* start Page text *

In 1954, I was taught to shoe on Angorichina Station by Joe Love who was 80 years old when I was 14; ‘Old Joe’ had been brought up in the days of bullock and horse teams. Even now it is very humbling to realise that he had probably forgotten more than I could ever learn. He taught me all the principles of horseshoeing which I still use to this day, yet he told me none of the reasons as to why those principles were formulated.

It took me probably 35 years to realise that my method of shoeing a horse to achieve a parallel hoof pastern angle was based on a precise method which I found very difficult to teach to others as most of what I did was instinctive. When you think about it, the farrier knows what is a desirable end result, but how does he achieve it? Good evaluation, good judgement, a good eye and the ability to estimate accurately how much hoof to remove are all part of the attributes of being a good farrier.

It took me another 10 years to ponder how I could work backwards from the perfectly balanced hoof to teach students and horse owners how to correctly balance a hoof without them necessarily having all the attributes mentioned. I felt that there had to be an easy way to balance the hoof without necessarily having anatomical or biomechanical knowledge and also to be able to teach my method to others. This meant searching for a method that relied on external guidelines rather than internal knowledge.

* end Page text *
* start Data rows *

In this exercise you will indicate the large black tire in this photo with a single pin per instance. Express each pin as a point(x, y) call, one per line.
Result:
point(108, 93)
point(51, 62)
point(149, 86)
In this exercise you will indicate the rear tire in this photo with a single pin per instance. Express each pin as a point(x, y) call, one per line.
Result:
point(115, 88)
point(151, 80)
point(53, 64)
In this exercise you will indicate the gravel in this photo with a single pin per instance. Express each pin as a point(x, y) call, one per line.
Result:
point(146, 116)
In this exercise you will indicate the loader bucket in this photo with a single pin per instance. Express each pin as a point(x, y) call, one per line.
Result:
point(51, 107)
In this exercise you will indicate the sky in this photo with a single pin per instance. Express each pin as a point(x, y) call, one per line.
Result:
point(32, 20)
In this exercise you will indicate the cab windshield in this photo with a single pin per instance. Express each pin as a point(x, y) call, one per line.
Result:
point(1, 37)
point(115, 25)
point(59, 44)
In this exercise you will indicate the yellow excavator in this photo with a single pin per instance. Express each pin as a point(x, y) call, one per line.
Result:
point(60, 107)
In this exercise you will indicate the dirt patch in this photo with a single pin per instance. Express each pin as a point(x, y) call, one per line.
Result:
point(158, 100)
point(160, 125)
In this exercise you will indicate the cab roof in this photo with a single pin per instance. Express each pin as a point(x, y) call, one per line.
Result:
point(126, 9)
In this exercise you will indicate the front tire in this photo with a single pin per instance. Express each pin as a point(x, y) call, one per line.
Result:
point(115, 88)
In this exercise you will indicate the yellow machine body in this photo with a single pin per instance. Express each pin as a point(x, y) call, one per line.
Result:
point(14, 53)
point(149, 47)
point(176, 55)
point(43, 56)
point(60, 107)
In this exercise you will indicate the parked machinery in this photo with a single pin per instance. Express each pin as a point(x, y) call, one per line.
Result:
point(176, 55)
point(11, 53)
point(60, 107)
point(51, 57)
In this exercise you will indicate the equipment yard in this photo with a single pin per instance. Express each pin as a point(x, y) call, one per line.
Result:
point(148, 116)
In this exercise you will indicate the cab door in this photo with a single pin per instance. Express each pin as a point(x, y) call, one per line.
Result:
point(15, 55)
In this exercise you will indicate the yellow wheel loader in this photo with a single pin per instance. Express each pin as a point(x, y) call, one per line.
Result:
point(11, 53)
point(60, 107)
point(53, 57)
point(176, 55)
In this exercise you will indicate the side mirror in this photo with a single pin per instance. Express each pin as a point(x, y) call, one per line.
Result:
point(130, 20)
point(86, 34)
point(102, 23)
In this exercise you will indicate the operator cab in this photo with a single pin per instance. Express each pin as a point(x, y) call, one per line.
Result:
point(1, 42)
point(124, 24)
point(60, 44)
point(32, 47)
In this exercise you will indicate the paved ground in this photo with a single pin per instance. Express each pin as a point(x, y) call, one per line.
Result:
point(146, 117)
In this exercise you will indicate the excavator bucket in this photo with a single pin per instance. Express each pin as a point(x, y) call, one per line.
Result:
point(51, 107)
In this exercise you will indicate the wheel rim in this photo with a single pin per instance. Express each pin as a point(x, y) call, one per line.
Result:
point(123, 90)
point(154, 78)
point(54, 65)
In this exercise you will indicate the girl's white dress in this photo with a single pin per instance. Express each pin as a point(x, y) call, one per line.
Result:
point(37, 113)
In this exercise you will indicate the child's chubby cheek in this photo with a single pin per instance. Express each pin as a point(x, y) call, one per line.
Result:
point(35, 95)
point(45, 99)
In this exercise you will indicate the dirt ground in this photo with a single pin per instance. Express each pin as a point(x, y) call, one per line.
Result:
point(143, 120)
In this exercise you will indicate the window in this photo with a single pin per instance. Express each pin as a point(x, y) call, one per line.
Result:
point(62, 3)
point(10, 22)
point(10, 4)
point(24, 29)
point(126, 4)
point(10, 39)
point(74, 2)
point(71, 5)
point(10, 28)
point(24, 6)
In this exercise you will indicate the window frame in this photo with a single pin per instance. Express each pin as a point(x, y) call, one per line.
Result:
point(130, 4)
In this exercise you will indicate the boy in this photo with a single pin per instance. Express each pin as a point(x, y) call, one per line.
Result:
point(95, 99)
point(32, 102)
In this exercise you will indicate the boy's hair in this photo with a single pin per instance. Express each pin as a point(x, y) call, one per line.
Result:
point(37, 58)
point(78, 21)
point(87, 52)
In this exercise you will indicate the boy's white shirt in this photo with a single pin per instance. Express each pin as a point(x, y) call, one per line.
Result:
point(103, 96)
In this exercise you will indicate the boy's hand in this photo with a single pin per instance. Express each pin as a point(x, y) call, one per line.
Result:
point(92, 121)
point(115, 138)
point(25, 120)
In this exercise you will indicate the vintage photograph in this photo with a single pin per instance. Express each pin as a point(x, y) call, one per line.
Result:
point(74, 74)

* end Data rows *

Required tasks:
- A) In the horseshoeing text, how old was Joe Love when the writer was 14?
- B) List the attributes of a good farrier that the horseshoeing text names.
The records have no connection to the text.

Results:
- A) He was 80 years old.

- B)
- Good evaluation
- Good judgement
- A good eye
- The ability to estimate accurately how much hoof to remove